Text excerpt:

-=-=-

# Best Arena



## kansasalumn (Jun 9, 2002)

I know we had discussions of this last off season, but Lets start this up again. 

What is the BEST College Basketball Arena? There are so many different kinds. You have to old barns like Allen FIeld House, Iba at Okie State, and Cameron Indoor Stadium, or you have new places like the Dean Dome, the one at Texas Tech, and soon to be Missouri new one in a couple years.

You have Allen Field House of Kansas. You have Cameron Stadium of DUke, Iba of Okie State, Williams Arena of Minnesota, Pauly of UCLA, Rupp arena of Kentucky, and many more. Too bad Maryland got rid of their old barn.


----------



## ltrain99 (Apr 27, 2003)

Gotta go with MSG. I also like the arena where the court is raised like a stage, but i 4got exactly where it was. Anyone remember?


----------



## FSH (Aug 3, 2002)

Carrier Dome,Syracuse NY


----------



## UKfan4Life (Mar 5, 2003)

> Originally posted by <b>kansasalumn</b>!
> I know we had discussions of this last off season, but Lets start this up again.
> 
> What is the BEST College Basketball Arena? There are so many different kinds. You have to old barns like Allen FIeld House, Iba at Okie State, and Cameron Indoor Stadium, or you have new places like the Dean Dome, the one at Texas Tech, and soon to be Missouri new one in a couple years.
> ...


This should be a no-brainer. Rupp Arena by far. It seats 22,000 people and has been sold out every single game since 1976 when it was first opened (NCAA record-by the way, every UK home game has been sold out since the early 1920's in Alumni Gym). It's part of a very luxurious (spelling?) hotel that has all-Kentucky apparel shops with basketball equipment. It even has the Kentucky Basketball Musuem in it where you can play against virtual versions of UK-greats. The shopping are is 3 stories alone with nothing but small fast food stop areas, UK gift shops, and UK apparel stores.


----------



## kansasalumn (Jun 9, 2002)

> Originally posted by <b>ltrain99</b>!
> Gotta go with MSG. I also like the arena where the court is raised like a stage, but i 4got exactly where it was. Anyone remember?


sorry I mean college, granted St Johns play there. 

True MSG is one of the best arenas.


Talking about raising a court, WIlliams Arena for the Gophers of Minnesota, now that is court raise.


----------



## UKfan4Life (Mar 5, 2003)

:laugh: UK's arena is so big, that the court itself had to be built underground.


----------



## kansasalumn (Jun 9, 2002)

*Re: Re: Best Arena*



> Originally posted by <b>Rupp</b>!
> 
> 
> This should be a no-brainer. Rupp Arena by far. It seats 22,000 people and has been sold out every single game since 1976 when it was first opened (NCAA record-by the way, every UK home game has been sold out since the early 1920's in Alumni Gym). It's part of a very luxurious (spelling?) hotel that has all-Kentucky apparel shops with basketball equipment. It even has the Kentucky Basketball Musuem in it where you can play against virtual versions of UK-greats. The shopping are is 3 stories alone with nothing but small fast food stop areas, UK gift shops, and UK apparel stores.


True Rupp is up there. They have teh old barn feel and the new feel like how are arenas are built now.

-=-=-

Brief A: List the usernames that appear in the post headings of the forum thread, each name once.

Dataset:
-=-=-

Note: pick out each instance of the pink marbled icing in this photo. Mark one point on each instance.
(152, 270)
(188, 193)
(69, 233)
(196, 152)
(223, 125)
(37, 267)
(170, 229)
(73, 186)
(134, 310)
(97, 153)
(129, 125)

-=-=-

Brief B: Please turn the entries above, from the labeling note through the final coordinate point, into a Markdown table with columns Row and Entry, giving each line its own numbered row and skipping blank lines.

Solution A: kansasalumn, ltrain99, FSH, UKfan4Life

Solution B:
| Row | Entry |
|---|---|
| 1 | Note: pick out each instance of the pink marbled icing in this photo. Mark one point on each instance. |
| 2 | (152, 270) |
| 3 | (188, 193) |
| 4 | (69, 233) |
| 5 | (196, 152) |
| 6 | (223, 125) |
| 7 | (37, 267) |
| 8 | (170, 229) |
| 9 | (73, 186) |
| 10 | (134, 310) |
| 11 | (97, 153) |
| 12 | (129, 125) |